WORK TO COMPLETE: Which lines in the material below contain the word "cannon"? Find each one and copy it out in full, treating uppercase and lowercase as different.

-------- GIVEN DATA

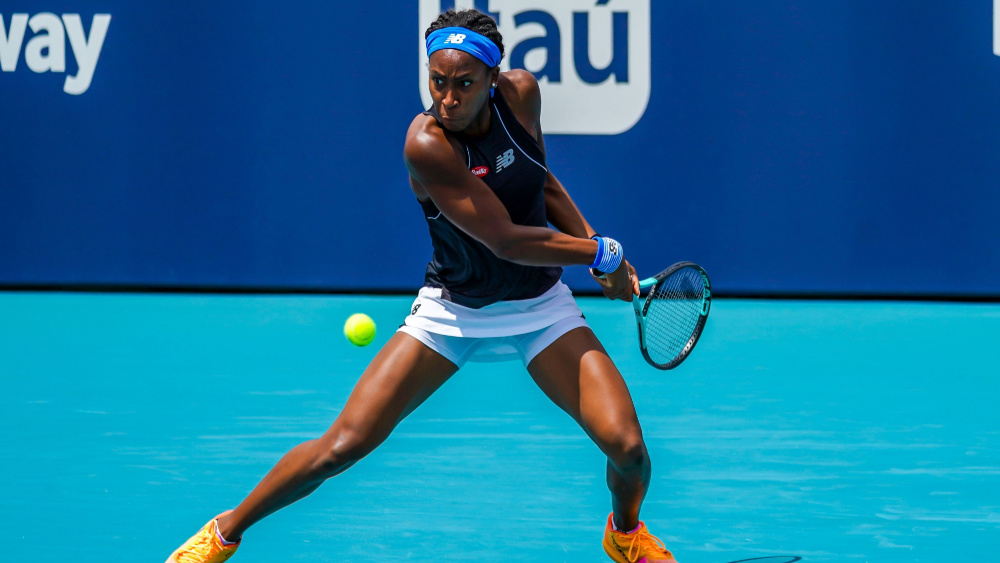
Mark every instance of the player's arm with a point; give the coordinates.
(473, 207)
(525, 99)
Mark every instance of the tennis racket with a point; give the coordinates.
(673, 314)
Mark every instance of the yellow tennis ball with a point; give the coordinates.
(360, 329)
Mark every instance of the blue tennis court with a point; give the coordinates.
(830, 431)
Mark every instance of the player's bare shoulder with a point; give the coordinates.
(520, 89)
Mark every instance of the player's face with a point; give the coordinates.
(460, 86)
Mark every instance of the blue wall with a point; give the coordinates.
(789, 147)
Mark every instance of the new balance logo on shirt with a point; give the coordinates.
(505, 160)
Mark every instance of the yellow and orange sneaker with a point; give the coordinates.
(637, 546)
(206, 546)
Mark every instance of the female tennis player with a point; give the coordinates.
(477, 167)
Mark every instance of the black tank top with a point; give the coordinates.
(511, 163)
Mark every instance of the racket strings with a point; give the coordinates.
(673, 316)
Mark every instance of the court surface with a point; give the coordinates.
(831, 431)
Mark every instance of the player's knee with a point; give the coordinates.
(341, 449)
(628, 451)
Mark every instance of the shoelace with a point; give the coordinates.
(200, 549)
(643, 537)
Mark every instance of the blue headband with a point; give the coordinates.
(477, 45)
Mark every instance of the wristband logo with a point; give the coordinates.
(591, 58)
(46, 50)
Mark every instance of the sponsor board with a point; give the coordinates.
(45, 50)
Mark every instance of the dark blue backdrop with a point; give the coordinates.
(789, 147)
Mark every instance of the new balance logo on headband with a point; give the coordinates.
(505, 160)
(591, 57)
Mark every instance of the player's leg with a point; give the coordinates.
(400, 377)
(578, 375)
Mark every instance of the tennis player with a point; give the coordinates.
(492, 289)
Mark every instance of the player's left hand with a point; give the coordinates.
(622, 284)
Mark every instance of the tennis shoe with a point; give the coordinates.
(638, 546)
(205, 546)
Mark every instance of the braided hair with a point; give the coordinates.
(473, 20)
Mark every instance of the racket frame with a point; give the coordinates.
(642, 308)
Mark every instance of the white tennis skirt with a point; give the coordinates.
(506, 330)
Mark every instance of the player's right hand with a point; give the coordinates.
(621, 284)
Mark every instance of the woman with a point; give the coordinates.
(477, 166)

----------------
-------- GIVEN DATA

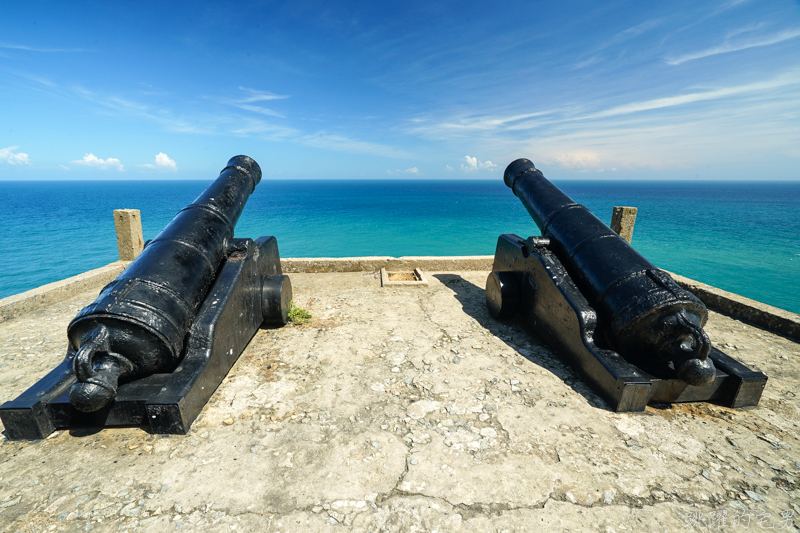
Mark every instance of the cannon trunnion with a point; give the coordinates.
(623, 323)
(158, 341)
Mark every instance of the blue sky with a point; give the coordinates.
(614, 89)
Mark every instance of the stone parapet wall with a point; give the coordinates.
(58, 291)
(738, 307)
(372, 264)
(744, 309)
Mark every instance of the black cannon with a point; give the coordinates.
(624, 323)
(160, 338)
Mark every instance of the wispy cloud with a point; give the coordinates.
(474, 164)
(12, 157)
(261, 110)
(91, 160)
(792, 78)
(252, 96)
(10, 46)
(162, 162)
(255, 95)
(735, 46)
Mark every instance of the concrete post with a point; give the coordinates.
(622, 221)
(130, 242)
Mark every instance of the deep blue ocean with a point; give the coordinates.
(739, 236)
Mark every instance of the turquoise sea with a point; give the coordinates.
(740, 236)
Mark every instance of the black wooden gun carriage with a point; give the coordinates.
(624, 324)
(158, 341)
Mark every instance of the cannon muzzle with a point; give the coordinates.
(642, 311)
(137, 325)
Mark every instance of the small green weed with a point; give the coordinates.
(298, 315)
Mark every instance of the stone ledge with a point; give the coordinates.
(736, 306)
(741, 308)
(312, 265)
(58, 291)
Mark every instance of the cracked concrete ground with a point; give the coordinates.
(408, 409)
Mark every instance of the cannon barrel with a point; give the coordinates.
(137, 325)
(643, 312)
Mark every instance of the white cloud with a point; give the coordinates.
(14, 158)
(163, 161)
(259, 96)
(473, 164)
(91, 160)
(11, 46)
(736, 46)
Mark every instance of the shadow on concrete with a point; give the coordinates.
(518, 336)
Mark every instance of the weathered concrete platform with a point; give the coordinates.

----------------

EXERCISE SOLUTION:
Mark every instance of the cannon trunnion with a point; give the coordinates.
Mark every instance of the black cannon with a point; give the coordinates.
Mark every instance of the cannon muzzle with a point; give the coordinates.
Mark every instance of the cannon barrel with a point; give the coordinates.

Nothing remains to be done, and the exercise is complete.